● **DIRECTIONS FOR THIS TASK**
Present the listing below as a numbered list, skipping any blank lines. Begin at the first line of the listing and stop after the line that contains "point(31, 44)".

Excerpts from a point-labeling dataset:
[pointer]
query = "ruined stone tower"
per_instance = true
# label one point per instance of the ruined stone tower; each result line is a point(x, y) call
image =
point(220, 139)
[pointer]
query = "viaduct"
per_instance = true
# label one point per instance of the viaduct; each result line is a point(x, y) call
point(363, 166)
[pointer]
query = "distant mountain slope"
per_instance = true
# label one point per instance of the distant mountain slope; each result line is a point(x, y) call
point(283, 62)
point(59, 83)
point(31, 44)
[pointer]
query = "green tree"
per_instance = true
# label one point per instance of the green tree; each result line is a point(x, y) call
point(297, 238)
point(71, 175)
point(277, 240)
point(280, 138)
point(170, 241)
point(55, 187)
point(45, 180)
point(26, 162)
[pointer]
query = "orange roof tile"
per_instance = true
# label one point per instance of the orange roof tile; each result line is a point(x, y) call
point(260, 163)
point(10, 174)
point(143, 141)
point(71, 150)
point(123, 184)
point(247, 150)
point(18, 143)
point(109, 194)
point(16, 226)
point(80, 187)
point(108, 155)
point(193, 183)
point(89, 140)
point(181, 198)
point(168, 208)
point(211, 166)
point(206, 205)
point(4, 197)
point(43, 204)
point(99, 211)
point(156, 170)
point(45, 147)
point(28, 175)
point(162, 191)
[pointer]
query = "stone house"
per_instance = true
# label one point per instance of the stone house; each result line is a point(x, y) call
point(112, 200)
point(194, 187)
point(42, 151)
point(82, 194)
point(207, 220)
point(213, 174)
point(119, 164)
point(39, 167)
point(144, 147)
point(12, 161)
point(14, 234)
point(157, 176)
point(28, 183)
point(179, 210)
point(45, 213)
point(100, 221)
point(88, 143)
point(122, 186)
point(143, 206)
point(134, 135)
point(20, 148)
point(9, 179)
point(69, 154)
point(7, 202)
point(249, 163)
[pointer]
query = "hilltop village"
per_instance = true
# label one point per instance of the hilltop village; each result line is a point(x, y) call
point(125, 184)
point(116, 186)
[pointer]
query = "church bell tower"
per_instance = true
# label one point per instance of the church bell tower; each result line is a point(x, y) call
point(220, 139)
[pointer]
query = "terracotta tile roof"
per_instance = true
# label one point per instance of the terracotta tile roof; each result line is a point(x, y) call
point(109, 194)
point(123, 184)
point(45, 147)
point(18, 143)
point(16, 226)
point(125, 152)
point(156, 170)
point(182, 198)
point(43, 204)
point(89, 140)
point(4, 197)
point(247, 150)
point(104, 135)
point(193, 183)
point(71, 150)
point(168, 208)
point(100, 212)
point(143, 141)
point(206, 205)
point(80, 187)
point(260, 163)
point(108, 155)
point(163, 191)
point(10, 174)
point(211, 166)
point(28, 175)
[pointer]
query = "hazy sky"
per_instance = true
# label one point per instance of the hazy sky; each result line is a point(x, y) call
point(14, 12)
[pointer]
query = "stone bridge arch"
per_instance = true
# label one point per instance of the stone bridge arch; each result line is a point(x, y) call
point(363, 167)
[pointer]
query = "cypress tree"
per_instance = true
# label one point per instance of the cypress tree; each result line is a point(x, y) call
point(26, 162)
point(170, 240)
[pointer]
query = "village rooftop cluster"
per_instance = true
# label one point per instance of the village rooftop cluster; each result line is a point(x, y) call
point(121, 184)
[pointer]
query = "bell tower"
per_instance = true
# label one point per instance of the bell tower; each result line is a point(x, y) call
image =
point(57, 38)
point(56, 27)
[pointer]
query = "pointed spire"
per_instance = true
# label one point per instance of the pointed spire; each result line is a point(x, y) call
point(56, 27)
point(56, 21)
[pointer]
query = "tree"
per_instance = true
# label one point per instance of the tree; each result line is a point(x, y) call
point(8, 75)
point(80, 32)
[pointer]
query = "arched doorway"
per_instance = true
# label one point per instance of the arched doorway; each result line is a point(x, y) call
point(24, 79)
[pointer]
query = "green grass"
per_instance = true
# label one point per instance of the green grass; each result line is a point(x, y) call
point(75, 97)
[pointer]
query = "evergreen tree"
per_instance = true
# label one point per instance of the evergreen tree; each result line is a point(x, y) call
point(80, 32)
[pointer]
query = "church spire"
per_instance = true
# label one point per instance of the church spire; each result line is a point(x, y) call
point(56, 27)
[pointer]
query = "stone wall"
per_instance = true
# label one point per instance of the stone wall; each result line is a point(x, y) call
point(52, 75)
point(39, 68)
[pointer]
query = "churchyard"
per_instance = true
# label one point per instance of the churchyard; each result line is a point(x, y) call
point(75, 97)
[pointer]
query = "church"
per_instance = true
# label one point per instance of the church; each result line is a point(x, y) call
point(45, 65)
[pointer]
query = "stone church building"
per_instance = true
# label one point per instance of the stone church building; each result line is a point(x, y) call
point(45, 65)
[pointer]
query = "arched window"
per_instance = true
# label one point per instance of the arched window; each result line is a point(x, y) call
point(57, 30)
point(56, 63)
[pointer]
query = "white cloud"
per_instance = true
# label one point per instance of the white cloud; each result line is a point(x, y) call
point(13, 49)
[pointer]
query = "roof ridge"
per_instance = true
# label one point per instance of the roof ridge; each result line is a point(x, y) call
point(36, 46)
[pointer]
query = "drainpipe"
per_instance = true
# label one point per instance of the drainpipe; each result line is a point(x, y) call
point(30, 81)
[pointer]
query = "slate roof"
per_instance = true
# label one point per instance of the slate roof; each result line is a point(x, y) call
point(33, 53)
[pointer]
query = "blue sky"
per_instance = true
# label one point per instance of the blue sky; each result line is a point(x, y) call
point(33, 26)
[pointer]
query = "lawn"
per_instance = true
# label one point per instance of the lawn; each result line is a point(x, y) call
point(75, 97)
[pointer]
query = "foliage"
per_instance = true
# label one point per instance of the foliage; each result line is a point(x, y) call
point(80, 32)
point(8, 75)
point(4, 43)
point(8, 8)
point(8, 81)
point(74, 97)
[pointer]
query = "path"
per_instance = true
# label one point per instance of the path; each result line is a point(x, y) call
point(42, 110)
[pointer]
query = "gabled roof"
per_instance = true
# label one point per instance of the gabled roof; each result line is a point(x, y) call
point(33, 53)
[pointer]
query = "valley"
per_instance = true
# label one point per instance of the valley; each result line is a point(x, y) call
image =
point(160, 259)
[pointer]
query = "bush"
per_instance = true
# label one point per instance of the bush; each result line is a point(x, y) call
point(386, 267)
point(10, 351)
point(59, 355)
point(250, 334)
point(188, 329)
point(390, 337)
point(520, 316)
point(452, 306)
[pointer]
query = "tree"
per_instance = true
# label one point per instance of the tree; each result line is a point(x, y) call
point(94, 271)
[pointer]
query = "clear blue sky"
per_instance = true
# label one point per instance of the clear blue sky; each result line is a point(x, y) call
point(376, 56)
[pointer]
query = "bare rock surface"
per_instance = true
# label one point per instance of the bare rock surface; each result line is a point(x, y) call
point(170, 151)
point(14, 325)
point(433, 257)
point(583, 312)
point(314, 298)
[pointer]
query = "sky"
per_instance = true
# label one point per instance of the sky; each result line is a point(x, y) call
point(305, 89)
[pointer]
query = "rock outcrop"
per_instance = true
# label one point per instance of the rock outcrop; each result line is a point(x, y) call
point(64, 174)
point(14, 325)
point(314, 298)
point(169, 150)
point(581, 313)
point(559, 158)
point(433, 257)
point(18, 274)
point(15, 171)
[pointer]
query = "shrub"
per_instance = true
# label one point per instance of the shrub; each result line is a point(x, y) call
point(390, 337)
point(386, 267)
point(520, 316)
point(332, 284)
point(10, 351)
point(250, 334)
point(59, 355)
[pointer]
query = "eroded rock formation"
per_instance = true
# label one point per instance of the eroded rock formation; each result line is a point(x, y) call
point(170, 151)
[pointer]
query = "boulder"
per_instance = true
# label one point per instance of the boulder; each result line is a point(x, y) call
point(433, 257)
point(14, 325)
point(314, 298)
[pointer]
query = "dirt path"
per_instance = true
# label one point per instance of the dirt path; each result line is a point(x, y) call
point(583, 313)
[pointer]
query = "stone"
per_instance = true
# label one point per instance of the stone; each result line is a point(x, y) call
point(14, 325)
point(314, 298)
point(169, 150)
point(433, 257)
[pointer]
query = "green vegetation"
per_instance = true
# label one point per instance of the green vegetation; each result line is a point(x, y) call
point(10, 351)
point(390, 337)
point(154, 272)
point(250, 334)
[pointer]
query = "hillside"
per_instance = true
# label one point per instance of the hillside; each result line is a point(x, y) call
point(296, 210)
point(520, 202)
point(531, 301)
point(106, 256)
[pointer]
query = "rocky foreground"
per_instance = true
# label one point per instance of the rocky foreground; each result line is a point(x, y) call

● **RESPONSE**
1. [pointer]
2. query = "ruined stone tower"
3. per_instance = true
4. # label one point per instance of the ruined stone tower; each result line is a point(x, y) call
5. image =
6. point(220, 139)
7. [pointer]
8. query = "viaduct"
9. per_instance = true
10. # label one point per instance of the viaduct; each result line is a point(x, y) call
11. point(363, 166)
12. [pointer]
13. query = "distant mountain slope"
14. per_instance = true
15. # label one point per instance of the distant mountain slope; each result line is a point(x, y) call
16. point(283, 62)
17. point(59, 83)
18. point(31, 44)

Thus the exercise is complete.